State the number of lines in the records below that contain the string "shaped", treating uppercase and lowercase as distinct, and give only that number.

Data extract -
_ _ _ _ _
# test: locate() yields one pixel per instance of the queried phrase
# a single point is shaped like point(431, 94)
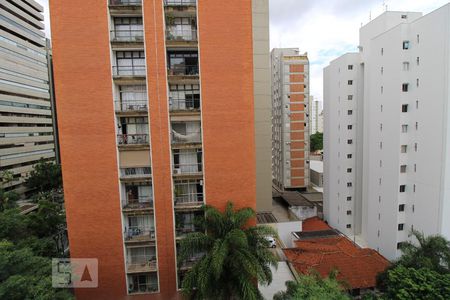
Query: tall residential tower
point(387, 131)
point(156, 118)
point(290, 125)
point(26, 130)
_ _ _ _ _
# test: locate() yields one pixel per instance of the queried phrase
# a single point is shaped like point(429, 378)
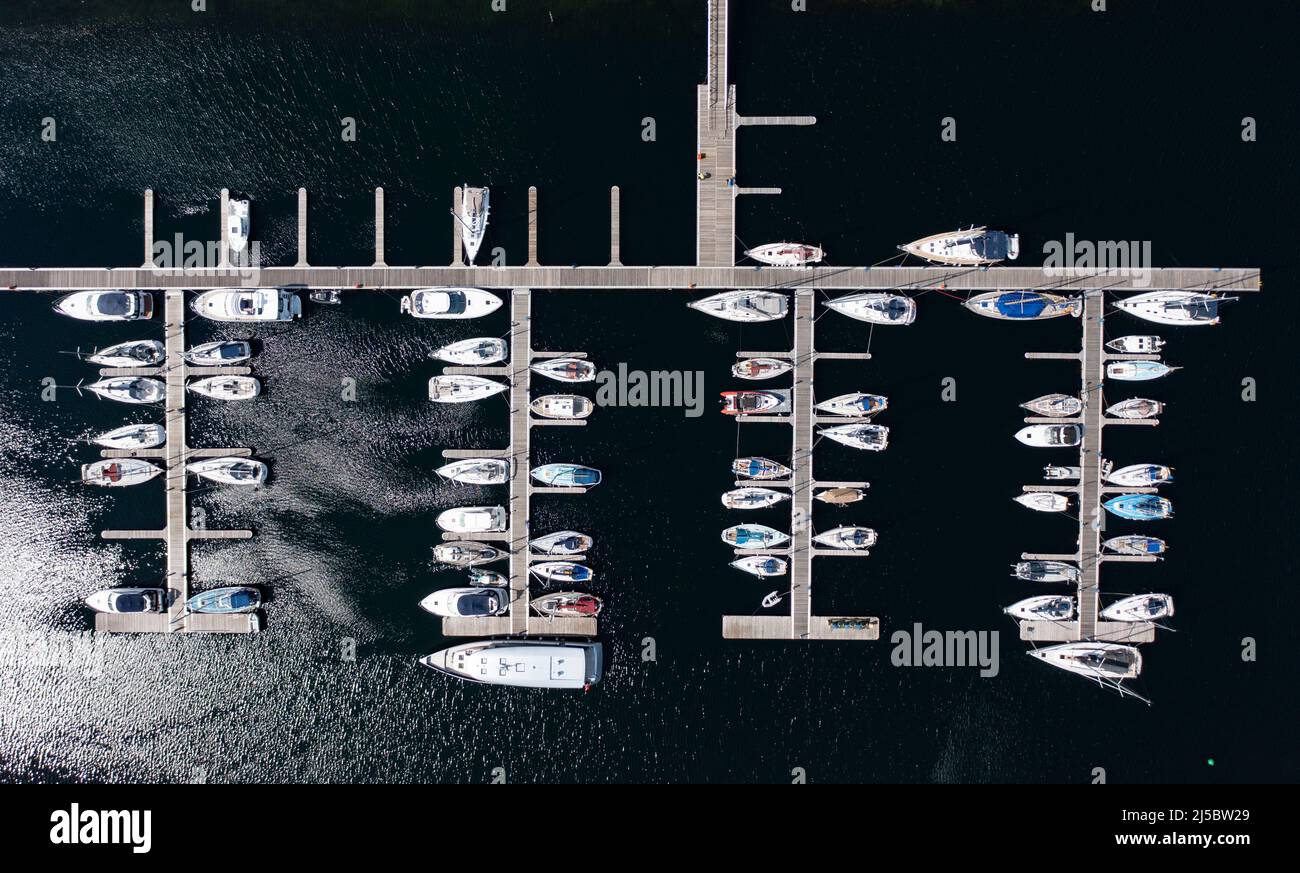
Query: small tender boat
_ _ _ _ _
Written response - 2